• [What is needed]: Scale the stretch from the line containing "Practice step: find the scoreboard in" through the end of the records, both ends included, and give those lines again with the requests kept. Multiply every coordinate in the answers by 1.4, rounding to whole numbers with halves going up, and leave the numbers in the requests and their format samples unchanged.
— START Data lines —
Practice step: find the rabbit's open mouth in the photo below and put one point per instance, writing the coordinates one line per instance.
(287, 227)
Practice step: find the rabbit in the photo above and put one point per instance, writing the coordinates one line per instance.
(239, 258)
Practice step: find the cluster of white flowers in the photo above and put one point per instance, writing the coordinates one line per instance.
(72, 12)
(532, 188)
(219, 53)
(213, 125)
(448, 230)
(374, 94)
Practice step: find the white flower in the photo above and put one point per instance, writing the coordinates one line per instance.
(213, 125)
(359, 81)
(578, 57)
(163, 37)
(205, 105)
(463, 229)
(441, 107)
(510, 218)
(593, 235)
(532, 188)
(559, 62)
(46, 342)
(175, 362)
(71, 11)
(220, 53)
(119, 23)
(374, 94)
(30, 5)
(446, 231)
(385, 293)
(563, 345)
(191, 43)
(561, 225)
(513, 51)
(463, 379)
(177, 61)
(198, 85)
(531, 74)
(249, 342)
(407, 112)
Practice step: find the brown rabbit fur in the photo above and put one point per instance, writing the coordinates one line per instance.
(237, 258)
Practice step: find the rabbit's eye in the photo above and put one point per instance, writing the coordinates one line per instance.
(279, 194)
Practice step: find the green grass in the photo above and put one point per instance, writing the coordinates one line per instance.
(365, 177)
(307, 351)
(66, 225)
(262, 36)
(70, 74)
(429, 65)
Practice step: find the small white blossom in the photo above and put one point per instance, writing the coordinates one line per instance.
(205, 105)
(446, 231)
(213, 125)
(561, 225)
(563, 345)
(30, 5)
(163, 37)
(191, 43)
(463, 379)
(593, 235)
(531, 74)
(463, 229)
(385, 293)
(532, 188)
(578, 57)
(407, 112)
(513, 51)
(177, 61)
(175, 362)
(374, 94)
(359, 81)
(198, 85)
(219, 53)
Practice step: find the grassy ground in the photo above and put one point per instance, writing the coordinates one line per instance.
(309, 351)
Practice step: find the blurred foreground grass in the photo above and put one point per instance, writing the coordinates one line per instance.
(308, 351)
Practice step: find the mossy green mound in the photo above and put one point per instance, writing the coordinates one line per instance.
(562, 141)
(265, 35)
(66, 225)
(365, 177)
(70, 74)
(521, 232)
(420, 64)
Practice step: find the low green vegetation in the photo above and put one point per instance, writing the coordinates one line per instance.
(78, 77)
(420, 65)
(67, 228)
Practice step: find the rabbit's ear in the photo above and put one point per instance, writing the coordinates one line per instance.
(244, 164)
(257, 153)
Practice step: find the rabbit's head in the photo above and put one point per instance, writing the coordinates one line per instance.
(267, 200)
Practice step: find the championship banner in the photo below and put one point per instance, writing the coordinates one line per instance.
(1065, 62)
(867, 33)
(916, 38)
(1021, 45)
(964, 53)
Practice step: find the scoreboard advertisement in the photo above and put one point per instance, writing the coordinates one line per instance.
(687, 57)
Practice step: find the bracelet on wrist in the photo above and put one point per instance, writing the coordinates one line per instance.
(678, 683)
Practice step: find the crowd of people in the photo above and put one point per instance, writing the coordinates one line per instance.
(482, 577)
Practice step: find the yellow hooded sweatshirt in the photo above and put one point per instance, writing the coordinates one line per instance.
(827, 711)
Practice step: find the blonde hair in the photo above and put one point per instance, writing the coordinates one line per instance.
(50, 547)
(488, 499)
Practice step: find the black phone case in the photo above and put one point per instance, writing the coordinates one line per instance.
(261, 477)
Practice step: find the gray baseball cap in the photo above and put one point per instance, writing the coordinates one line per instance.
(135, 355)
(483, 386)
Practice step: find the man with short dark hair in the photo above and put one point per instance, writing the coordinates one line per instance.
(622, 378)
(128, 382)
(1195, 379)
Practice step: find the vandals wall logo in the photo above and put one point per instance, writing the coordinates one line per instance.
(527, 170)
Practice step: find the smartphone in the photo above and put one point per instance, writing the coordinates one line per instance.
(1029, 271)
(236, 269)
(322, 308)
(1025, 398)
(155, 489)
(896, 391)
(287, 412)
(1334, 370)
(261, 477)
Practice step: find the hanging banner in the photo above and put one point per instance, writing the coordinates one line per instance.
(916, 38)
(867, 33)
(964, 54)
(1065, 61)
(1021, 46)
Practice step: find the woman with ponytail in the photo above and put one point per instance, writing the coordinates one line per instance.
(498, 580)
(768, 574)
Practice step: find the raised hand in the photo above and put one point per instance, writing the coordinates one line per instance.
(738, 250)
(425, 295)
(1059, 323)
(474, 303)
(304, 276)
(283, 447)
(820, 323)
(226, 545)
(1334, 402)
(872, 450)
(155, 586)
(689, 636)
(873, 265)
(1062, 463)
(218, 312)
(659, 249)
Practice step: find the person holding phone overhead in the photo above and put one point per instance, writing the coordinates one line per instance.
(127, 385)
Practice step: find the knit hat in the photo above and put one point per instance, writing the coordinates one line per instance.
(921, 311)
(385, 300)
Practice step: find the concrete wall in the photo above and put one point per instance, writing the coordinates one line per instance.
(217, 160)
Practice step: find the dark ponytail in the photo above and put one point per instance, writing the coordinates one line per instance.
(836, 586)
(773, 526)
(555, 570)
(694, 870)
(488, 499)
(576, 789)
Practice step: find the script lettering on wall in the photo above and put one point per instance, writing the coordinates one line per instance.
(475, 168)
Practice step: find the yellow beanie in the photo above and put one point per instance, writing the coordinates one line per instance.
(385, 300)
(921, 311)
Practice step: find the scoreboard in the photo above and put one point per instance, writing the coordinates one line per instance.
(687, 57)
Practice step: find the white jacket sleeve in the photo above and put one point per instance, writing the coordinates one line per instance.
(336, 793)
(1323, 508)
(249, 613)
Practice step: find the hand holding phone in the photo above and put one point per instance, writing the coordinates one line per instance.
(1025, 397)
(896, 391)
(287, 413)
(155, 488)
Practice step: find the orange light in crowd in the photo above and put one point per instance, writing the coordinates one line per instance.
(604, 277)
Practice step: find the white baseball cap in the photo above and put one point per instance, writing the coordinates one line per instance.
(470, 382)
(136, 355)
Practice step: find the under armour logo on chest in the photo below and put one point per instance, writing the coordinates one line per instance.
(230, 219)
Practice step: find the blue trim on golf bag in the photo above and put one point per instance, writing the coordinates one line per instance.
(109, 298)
— END Data lines —
• [Problem solution]:
Practice step: find the scoreboard in the photo above and put one point per instance, writing the coordinates one line per instance.
(962, 80)
Practice step: find the white jacket sleeve in the photo above and put one point per instance, writing the coordinates one line per instance.
(470, 1110)
(1852, 711)
(349, 858)
Practice step: find the hand holding phone in the photo above and put one point per instance, writing the coordinates one line per instance.
(1435, 556)
(1254, 547)
(402, 578)
(217, 683)
Practice step: find the orange light in crowd in the photo above and put one point per instance, writing the coordinates one line per instance.
(846, 388)
Practice step: find the white baseball cap in the photo above and put one point per instance, writing the coordinates one line per instance.
(658, 535)
(190, 497)
Practice step: find the under armour logo on chest in the photo below and put one point per instance, writing the coordinates one line per instance.
(322, 307)
Practice step: find the blue trim on golf bag in the photo above and put one point per instance, writing the coordinates one line per instance.
(153, 417)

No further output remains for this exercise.